*Given exercise*. Count the lines in the records below that contain the word "head", matching case exactly, and give only that number.

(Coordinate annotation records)
===============
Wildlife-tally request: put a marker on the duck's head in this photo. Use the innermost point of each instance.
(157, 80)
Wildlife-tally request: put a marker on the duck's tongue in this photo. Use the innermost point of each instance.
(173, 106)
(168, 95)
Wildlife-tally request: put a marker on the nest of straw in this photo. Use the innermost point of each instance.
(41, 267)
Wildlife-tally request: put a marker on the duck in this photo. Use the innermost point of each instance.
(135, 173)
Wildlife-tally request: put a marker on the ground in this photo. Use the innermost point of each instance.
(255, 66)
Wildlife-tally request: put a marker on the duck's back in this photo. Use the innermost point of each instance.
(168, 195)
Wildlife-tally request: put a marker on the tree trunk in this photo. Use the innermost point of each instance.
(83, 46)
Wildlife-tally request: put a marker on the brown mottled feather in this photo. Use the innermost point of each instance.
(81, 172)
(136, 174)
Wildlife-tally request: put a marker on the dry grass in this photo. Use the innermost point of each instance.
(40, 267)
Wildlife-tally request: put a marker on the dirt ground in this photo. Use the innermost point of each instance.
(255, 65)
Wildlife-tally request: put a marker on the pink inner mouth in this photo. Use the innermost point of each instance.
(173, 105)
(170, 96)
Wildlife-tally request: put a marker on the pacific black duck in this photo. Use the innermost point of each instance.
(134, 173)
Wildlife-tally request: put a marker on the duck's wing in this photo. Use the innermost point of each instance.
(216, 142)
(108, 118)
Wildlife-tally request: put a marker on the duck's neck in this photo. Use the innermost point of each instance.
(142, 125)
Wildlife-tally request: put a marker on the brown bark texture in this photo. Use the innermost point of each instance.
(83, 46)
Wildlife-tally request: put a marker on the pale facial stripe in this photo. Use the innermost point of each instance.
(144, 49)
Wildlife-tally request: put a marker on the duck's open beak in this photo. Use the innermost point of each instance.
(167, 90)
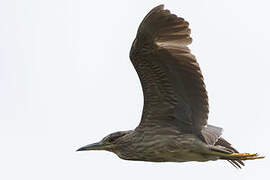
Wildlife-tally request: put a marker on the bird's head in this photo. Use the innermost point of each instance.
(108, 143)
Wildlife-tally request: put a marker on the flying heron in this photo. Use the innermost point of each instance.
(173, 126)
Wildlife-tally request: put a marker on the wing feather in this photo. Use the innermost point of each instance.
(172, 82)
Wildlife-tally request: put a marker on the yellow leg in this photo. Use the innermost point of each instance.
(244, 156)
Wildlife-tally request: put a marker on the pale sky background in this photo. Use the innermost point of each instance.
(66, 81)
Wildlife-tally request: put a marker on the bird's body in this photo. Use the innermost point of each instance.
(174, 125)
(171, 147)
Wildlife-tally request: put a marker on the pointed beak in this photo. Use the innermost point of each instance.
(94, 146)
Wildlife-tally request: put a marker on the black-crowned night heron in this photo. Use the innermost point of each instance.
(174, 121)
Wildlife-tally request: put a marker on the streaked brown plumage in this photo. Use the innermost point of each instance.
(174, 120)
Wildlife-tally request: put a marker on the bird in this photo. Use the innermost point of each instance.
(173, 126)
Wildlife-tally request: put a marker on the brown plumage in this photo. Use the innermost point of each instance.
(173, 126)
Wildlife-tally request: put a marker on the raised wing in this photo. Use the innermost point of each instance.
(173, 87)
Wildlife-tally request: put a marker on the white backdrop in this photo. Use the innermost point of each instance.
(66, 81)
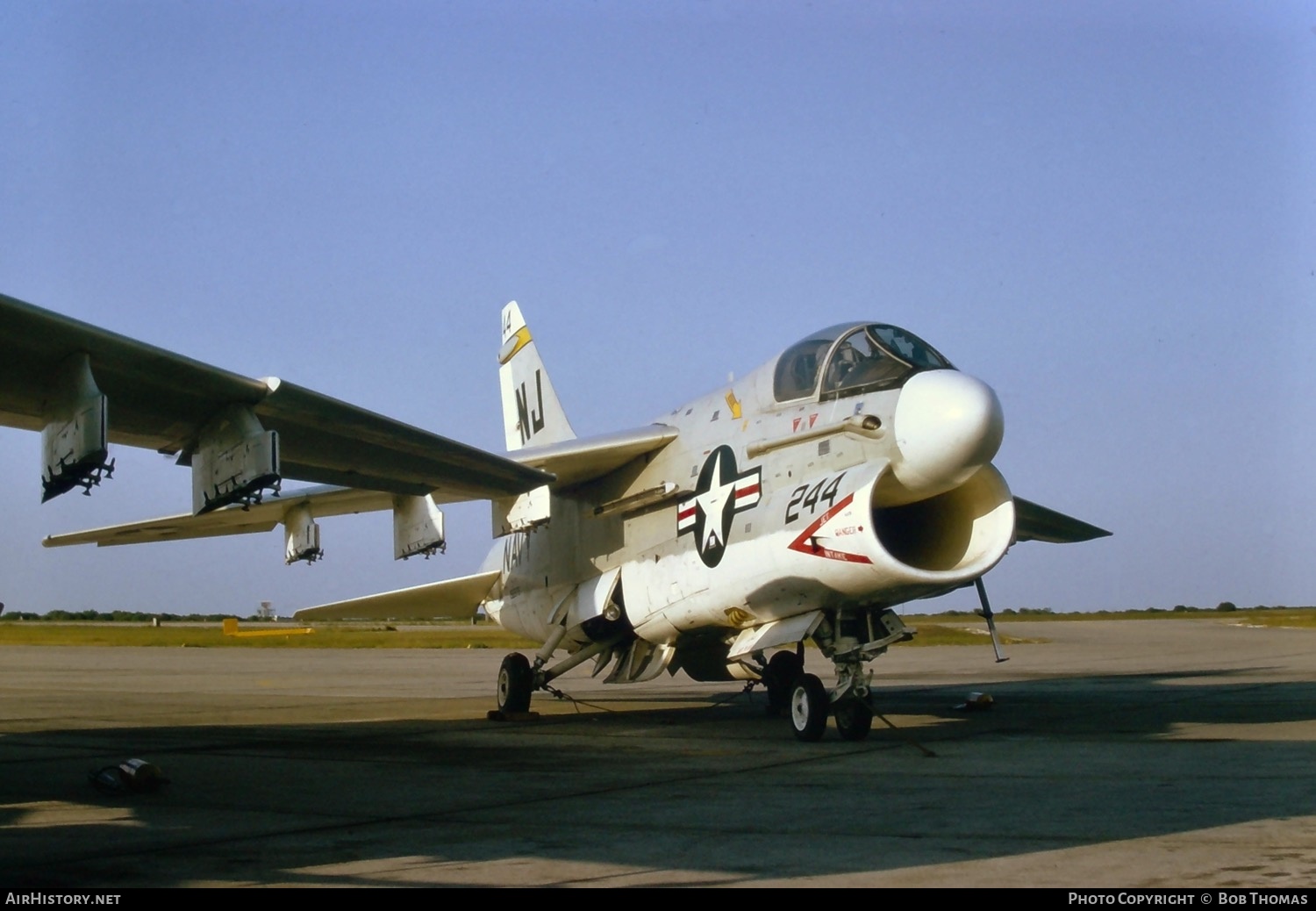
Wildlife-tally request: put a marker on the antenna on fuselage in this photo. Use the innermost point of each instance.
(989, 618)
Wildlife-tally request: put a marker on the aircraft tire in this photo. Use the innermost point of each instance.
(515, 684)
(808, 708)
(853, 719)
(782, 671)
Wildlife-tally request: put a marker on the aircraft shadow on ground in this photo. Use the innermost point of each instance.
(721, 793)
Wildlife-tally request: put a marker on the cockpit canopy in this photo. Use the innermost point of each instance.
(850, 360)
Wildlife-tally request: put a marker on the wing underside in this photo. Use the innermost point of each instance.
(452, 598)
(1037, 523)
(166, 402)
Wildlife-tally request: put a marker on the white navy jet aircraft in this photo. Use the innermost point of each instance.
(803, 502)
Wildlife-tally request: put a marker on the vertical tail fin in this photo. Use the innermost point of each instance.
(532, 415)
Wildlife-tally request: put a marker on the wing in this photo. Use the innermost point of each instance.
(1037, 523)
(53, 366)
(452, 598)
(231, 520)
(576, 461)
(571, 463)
===============
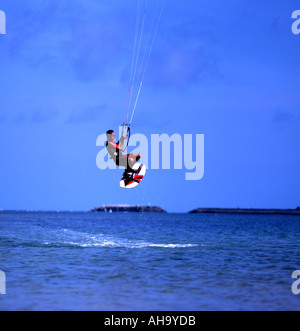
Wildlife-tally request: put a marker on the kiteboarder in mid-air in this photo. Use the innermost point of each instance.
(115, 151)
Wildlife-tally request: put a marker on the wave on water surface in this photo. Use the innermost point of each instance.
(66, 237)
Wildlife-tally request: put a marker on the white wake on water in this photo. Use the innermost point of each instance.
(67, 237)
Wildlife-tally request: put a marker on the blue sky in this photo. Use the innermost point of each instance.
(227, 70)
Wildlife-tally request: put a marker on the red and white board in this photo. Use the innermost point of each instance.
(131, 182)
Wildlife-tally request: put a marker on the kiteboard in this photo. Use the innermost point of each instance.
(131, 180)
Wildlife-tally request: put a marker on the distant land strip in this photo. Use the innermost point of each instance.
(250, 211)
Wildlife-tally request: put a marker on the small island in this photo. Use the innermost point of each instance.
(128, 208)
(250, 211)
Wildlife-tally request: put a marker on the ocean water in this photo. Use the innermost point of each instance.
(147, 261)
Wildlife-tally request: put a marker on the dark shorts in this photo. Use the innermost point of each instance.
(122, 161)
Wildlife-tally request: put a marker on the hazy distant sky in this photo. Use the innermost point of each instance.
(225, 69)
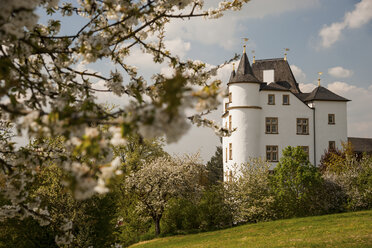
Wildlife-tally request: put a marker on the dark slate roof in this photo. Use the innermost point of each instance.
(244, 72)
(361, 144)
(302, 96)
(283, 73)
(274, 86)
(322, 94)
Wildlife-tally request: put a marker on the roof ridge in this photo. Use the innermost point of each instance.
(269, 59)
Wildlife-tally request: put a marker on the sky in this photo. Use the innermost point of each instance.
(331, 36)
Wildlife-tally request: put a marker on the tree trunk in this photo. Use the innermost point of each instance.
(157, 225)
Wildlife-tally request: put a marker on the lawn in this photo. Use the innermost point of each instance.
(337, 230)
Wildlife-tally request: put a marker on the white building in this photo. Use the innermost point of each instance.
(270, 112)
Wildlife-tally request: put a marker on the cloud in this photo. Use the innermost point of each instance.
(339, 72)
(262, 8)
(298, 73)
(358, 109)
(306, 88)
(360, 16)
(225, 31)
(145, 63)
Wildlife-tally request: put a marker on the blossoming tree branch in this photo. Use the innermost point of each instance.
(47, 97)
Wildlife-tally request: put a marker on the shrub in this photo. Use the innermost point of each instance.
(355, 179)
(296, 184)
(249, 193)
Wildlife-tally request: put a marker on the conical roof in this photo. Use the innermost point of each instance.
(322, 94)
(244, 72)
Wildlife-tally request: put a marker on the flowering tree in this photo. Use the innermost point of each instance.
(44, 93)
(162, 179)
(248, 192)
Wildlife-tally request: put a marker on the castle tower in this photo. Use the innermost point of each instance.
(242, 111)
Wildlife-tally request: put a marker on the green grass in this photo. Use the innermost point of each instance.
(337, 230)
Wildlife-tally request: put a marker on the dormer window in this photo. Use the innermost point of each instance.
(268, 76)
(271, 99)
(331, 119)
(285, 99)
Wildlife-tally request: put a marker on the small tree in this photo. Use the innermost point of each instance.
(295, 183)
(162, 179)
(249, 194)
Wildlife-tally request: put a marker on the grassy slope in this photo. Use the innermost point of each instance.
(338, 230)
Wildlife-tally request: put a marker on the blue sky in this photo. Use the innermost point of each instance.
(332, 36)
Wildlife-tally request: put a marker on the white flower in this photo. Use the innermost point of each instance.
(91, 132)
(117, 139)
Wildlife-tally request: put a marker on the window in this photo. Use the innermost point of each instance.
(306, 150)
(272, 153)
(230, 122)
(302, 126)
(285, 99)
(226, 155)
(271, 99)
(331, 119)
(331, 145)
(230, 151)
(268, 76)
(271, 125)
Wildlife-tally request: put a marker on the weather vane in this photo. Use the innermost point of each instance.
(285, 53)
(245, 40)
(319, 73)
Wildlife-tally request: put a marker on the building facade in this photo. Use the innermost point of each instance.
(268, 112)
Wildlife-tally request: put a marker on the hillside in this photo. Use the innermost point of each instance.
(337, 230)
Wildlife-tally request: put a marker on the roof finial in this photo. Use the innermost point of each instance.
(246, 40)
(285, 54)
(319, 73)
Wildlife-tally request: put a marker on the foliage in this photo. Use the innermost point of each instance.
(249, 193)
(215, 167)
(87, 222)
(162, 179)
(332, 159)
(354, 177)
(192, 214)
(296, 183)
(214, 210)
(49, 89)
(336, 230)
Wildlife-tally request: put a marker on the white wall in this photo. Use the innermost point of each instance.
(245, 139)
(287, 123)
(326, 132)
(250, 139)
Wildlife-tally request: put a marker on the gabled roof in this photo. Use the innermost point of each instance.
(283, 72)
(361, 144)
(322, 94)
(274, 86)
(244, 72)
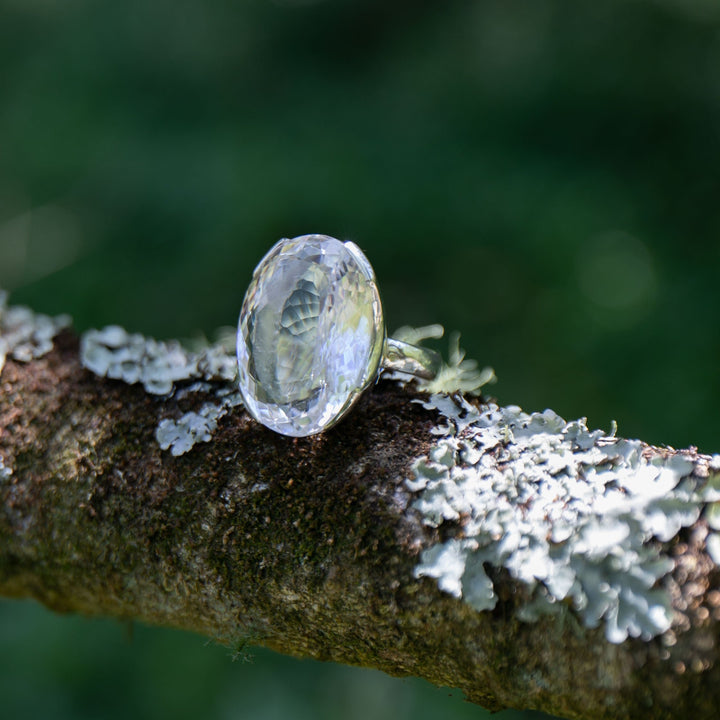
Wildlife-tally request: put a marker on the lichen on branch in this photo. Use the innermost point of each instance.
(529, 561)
===============
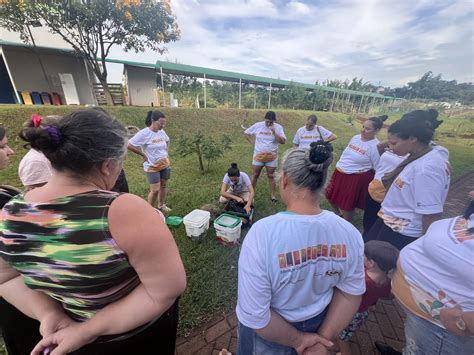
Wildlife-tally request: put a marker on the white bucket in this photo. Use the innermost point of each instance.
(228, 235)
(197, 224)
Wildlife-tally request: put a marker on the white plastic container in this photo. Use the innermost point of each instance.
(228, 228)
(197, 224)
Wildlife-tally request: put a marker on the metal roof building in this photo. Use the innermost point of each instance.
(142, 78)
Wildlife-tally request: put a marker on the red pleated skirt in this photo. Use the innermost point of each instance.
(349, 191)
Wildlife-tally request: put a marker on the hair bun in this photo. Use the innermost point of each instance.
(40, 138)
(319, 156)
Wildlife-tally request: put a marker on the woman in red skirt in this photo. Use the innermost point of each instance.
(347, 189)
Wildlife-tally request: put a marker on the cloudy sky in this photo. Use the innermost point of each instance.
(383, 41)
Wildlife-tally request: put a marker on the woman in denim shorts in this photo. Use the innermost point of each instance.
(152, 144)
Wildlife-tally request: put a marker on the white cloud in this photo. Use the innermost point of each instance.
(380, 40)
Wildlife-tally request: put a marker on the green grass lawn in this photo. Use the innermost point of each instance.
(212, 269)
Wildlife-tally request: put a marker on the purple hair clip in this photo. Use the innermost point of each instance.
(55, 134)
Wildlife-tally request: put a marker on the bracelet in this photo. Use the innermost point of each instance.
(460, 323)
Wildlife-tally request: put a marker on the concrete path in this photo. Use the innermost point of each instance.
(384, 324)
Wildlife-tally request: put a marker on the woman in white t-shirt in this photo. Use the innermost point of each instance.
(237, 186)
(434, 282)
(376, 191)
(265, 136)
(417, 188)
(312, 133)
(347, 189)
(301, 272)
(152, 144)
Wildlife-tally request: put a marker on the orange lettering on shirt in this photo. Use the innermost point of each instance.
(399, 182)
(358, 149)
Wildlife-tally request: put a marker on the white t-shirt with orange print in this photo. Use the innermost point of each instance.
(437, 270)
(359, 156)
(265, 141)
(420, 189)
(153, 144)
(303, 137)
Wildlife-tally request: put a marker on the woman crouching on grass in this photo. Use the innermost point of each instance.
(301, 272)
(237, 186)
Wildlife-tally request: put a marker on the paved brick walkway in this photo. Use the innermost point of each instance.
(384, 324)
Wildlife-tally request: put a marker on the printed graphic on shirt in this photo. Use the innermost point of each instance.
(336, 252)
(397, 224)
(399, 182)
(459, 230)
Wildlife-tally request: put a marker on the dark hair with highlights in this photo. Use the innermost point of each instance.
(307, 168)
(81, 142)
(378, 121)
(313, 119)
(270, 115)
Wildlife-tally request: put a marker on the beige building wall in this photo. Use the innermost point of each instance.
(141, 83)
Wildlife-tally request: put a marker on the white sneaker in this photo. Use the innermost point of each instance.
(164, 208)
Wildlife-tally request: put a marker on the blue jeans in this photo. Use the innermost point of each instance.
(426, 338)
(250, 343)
===============
*Exercise solution*. 2